* **TASK OBJECTIVE**
Quote every line below exactly as it reads.

──────────────────────────────

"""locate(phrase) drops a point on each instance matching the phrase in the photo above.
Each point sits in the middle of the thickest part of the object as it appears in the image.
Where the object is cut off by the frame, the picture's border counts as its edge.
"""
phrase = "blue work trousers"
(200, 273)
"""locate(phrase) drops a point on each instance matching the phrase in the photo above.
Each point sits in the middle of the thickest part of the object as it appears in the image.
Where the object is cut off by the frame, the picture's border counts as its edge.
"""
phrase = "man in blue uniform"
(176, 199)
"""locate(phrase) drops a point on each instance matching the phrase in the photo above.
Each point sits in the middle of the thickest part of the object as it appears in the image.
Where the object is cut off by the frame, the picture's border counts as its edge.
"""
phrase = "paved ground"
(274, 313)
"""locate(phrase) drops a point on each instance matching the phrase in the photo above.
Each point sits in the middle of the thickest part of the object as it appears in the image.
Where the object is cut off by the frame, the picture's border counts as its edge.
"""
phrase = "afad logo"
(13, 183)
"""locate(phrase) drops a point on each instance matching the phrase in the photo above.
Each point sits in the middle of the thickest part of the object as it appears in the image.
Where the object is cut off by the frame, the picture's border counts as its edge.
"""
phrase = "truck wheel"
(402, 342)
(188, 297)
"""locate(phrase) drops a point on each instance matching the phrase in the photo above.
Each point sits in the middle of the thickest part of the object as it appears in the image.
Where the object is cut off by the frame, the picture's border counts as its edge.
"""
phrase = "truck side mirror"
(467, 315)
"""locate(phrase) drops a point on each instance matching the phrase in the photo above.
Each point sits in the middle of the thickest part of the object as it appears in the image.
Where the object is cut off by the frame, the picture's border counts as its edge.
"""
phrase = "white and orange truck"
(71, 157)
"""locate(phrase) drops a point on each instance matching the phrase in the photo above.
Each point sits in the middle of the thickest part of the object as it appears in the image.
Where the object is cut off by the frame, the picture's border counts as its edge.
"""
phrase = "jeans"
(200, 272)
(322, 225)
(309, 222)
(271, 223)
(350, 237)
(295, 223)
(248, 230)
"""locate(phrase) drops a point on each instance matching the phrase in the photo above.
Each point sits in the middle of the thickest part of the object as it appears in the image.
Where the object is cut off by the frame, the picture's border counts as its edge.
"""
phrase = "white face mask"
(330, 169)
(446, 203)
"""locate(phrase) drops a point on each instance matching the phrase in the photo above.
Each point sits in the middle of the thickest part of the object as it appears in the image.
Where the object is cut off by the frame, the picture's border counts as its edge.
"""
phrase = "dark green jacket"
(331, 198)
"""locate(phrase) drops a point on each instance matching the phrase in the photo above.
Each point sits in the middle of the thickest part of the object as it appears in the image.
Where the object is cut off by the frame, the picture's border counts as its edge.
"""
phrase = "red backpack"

──────────────────────────────

* **RESULT OF THIS TASK**
"""locate(phrase) drops a point on each instance matching the phrase in the photo above.
Each point sits in the middle of the thickest part of the object as it appears in the image.
Where the object is cut off by the frame, the picture's border counts as its edge.
"""
phrase = "blue work trousers"
(200, 273)
"""locate(phrase) drops a point on each instance matching the phrase in the photo above.
Each point sits in the middle of the thickest part of the object as it appears in the image.
Where the object is cut off by the frame, the picture's border counts as its edge.
"""
phrase = "man in blue uniform"
(176, 199)
"""locate(phrase) drops a point on each instance matching the phrase in the photo above.
Each point sits in the middle of the thickest part of the object as it appears in the image.
Where the object is cut off by the frame, the picture's border counts as its edge.
"""
phrase = "paved ground"
(274, 313)
"""locate(phrase) drops a point on each instance matching the phrase in the photo above.
Each point sits in the middle of the thickest part of the object as it appears in the image.
Where the object is cut off by the frame, the picture's border counts as its edge.
"""
phrase = "afad logo"
(13, 183)
"""locate(phrase) drops a point on each instance matching the phrase in the photo above.
Each point sits in the middle of the thickest part of the object as it appears in the image.
Where the object is cut off by the frame, the picture's border counts as its edge.
"""
phrase = "truck wheel"
(402, 342)
(188, 297)
"""locate(phrase) drops a point on each instance matching the phrase in the photo above.
Each point sits in the middle of the thickest part of the object as it appears in the image.
Where the object is cut off by the frame, the picture's border counts as its edge.
"""
phrase = "truck side mirror"
(467, 315)
"""locate(phrase) drops a point on each instance matching the phrase in the photo above.
Each point sits in the middle of the thickest part of the object as it appears in the image.
Where the object is cut off by the frame, the picture's border counts as its edge.
"""
phrase = "white and orange truck"
(71, 157)
"""locate(phrase) drops a point on each instance matching the phrase in the photo above.
Each point sits in the middle of the thickest part of the object as it appears in the image.
Where the object is cut off by the frame, the picture's border counts as its edge.
"""
phrase = "jeans"
(200, 272)
(322, 225)
(309, 222)
(271, 223)
(350, 237)
(295, 223)
(248, 230)
"""locate(phrase) drops a point on each instance matching the phrase in the photo above.
Each point sits in the middle of the thickest part of the object as it appears in the image.
Where the object is cut off by the frame, the picture's border counts as its edge.
"""
phrase = "white face mask"
(330, 169)
(446, 203)
"""locate(phrase) drops a point on each instance matching the phrase in the photo above.
Each point sits in the middle of the thickest part of the object as it appears in the image.
Where the object is cut off by the frame, the picture's border counts as its edge.
"""
phrase = "dark green jacket"
(331, 198)
"""locate(phrase) drops a point on each instance matching the phrase in the photo above.
Each point sits in the middle of the thickest part of the object as it appears in the image.
Where the object is cut off by the frame, the picture's border counts as its edge.
"""
phrase = "red backpack"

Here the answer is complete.